Report only the number of lines in the material below that contain the string "wooden". The match is case-sensitive.
#### MATERIAL PROVIDED ####
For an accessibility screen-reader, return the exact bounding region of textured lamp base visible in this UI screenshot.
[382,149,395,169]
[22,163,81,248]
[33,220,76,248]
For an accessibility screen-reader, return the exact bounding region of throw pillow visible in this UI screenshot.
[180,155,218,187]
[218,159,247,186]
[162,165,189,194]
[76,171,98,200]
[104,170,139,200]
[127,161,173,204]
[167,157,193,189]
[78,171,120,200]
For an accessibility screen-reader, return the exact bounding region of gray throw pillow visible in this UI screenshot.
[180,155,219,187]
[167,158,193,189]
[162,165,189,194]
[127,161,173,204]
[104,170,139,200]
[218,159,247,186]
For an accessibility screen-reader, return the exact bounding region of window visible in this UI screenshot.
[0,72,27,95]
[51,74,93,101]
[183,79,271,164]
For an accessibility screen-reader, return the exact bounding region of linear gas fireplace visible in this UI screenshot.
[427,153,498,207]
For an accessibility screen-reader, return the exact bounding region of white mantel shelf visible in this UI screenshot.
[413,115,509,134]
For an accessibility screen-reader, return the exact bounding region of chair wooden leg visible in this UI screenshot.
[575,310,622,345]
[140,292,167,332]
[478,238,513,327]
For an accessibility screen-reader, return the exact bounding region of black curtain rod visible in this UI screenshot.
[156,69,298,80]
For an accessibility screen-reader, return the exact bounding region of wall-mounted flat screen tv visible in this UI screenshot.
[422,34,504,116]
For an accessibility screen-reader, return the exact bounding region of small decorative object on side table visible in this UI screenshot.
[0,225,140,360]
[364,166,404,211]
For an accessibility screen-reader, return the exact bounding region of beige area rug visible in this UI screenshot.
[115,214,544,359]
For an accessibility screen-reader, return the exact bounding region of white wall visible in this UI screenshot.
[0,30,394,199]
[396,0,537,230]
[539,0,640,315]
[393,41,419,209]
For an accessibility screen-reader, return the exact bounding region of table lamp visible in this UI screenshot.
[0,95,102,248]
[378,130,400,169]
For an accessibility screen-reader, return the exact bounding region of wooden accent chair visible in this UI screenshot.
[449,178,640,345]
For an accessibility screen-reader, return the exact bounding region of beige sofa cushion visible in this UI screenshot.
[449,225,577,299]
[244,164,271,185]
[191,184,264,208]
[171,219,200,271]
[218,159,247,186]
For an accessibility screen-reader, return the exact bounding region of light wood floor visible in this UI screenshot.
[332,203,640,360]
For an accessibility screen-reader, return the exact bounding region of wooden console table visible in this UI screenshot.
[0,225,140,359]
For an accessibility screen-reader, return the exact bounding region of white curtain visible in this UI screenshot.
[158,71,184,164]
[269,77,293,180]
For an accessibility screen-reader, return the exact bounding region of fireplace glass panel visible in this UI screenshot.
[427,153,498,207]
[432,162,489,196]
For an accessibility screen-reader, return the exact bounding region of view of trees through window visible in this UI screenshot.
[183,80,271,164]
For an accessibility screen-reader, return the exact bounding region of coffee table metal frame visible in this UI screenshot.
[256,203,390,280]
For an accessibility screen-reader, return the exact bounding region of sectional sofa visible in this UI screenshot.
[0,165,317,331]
####
TASK RESPONSE
3